### Passage shown
+ + + + + + +

Specialization
What is trauma specific treatment?
Trauma focused psychotherapy (including PE and CPT) are two of the most effective types of treatment for PTSD. These treatments help you process – or work through – your traumatic experience. Evidence Based Treatment for PTSD are a specific type of Cognitive Behavioral Therapy that are scientifically proven to reduce distressing symptoms and help people regain their daily functioning. These treatments often allow individual to reach their goals within 12-16 sessions and help reduce anxiety, hypervigilance, irritability, and increase one’s ability to be more integrated in the world.
People with PTSD often try to avoid anything that reminds them of the trauma. This can help you feel better in the short run, but in the long run it can create chronic issues. Avoiding these feelings and situations actually keeps you from recovering from PTSD.
What is Prolonged Exposure Therapy (PE) for PTSD?
PE works by helping you face your fears. PE teaches you to gradually approach trauma-related memories, feelings, and situations that you have been avoiding since your trauma. By talking about the details of the trauma and by confronting safe situations that you have been avoiding, you can decrease your PTSD symptoms and regain more control of your life.

+ + + + + + +

### Required actions
a - According to the PTSD treatment passage, within how many sessions do these treatments often let individuals reach their goals?
b - Reproduce the section of the PTSD treatment passage starting with "Trauma focused psychotherapy" and going on through "recovering from PTSD.".

Dataset entries:
+ + + + + + +

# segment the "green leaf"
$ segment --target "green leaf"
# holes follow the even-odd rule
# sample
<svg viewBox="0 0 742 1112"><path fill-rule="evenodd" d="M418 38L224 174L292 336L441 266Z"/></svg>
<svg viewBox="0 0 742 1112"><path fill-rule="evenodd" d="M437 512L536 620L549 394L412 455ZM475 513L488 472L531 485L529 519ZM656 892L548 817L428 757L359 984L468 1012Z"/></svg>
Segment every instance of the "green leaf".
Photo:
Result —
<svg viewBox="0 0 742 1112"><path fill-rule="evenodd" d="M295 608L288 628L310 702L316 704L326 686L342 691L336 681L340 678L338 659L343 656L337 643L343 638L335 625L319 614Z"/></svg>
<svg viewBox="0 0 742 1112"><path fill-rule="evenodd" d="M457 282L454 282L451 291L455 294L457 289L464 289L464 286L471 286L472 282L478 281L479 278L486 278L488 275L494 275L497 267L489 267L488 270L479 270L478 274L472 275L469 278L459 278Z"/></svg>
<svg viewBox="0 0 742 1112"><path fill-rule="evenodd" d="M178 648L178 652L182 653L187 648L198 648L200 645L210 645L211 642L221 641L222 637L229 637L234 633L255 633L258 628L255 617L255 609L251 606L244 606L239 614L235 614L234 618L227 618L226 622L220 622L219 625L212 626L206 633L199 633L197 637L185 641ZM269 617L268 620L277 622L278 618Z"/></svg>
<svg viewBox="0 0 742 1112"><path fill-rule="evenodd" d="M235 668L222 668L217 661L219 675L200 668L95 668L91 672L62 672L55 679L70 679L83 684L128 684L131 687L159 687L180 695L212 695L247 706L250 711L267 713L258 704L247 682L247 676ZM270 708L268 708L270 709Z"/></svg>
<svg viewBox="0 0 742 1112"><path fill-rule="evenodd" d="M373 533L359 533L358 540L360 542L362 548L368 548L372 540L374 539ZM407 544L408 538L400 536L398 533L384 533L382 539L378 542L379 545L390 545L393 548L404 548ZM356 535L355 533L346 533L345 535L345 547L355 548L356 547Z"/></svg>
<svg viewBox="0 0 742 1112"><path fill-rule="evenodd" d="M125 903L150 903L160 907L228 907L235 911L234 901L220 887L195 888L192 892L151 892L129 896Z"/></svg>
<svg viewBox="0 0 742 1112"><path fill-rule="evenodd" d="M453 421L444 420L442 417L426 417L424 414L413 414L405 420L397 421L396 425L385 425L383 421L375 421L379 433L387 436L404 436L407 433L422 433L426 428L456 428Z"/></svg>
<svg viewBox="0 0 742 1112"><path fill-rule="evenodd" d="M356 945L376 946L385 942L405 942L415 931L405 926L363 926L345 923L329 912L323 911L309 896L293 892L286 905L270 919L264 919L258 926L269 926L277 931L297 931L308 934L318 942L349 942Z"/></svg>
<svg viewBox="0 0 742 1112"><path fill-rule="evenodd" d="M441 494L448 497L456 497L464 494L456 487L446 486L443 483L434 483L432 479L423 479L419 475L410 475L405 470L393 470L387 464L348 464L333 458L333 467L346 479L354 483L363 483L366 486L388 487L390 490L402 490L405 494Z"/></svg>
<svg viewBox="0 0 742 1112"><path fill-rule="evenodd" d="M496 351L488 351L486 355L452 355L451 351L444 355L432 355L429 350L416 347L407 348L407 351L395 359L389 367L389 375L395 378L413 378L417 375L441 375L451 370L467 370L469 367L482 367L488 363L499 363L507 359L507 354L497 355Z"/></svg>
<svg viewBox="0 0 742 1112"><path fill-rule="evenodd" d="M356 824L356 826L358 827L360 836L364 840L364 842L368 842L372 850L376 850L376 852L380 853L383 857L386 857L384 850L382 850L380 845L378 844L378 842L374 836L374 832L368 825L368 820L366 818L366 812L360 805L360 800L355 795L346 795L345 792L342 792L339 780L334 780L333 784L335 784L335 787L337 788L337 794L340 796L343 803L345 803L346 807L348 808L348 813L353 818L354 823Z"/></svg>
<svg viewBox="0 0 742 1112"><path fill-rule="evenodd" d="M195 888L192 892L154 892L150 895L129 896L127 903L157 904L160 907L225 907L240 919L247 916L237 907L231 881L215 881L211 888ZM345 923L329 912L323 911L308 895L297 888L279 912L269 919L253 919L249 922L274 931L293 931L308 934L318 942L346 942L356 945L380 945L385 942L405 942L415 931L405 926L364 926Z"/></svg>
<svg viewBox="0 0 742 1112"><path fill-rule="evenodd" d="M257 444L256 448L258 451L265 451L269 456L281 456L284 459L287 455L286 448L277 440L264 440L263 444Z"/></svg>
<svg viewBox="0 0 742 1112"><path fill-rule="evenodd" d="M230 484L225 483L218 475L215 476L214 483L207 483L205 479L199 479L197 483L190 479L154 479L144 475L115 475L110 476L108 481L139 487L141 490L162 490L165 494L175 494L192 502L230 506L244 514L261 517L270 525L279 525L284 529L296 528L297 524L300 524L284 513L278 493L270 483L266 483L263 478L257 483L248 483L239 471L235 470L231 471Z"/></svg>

+ + + + + + +

### Solutions by task
a - Within 12-16 sessions.

b -
Trauma focused psychotherapy (including PE and CPT) are two of the most effective types of treatment for PTSD. These treatments help you process – or work through – your traumatic experience. Evidence Based Treatment for PTSD are a specific type of Cognitive Behavioral Therapy that are scientifically proven to reduce distressing symptoms and help people regain their daily functioning. These treatments often allow individual to reach their goals within 12-16 sessions and help reduce anxiety, hypervigilance, irritability, and increase one’s ability to be more integrated in the world.
People with PTSD often try to avoid anything that reminds them of the trauma. This can help you feel better in the short run, but in the long run it can create chronic issues. Avoiding these feelings and situations actually keeps you from recovering from PTSD.